Goal
Please retype all of the material below word for word, leaving the pictures out of your answer.

====== Information supplied

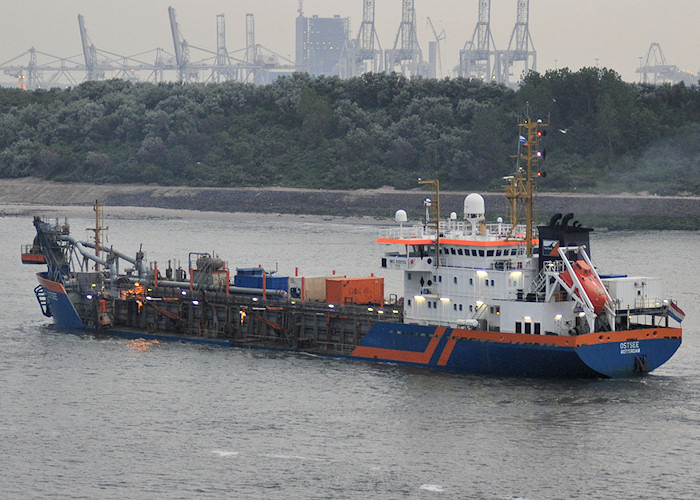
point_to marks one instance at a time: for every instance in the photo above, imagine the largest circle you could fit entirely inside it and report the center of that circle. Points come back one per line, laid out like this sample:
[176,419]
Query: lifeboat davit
[592,286]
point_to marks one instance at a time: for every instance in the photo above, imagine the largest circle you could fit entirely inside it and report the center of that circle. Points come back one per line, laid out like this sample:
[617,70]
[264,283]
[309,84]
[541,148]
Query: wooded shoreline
[647,211]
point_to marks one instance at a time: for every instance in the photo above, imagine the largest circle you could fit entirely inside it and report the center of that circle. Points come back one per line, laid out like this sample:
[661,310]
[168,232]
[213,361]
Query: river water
[86,417]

============

Problem solution
point_to marks one instance at a time: for every instance in the photo above, imagine the largest circle you could fit entirely inside it and report the center of that circle. Points come back one per line, laid out like this sample:
[176,419]
Query: lifeboat davit
[592,286]
point_to marks one instance at a time: for every instance in the photo above, imagine the largest circle you could fit entirely inside it and report the center of that circle. Points come back one per line, laid out like this sample:
[617,70]
[264,283]
[309,84]
[541,148]
Query: wooded shoreline
[647,211]
point_to marks one instance at a time: for every instance in the photo above, imagine the largest circle you could fit entirely inside it and report the center of that circle. Points come back one per line, laid out like this sample:
[661,310]
[168,232]
[213,361]
Query: river water
[86,417]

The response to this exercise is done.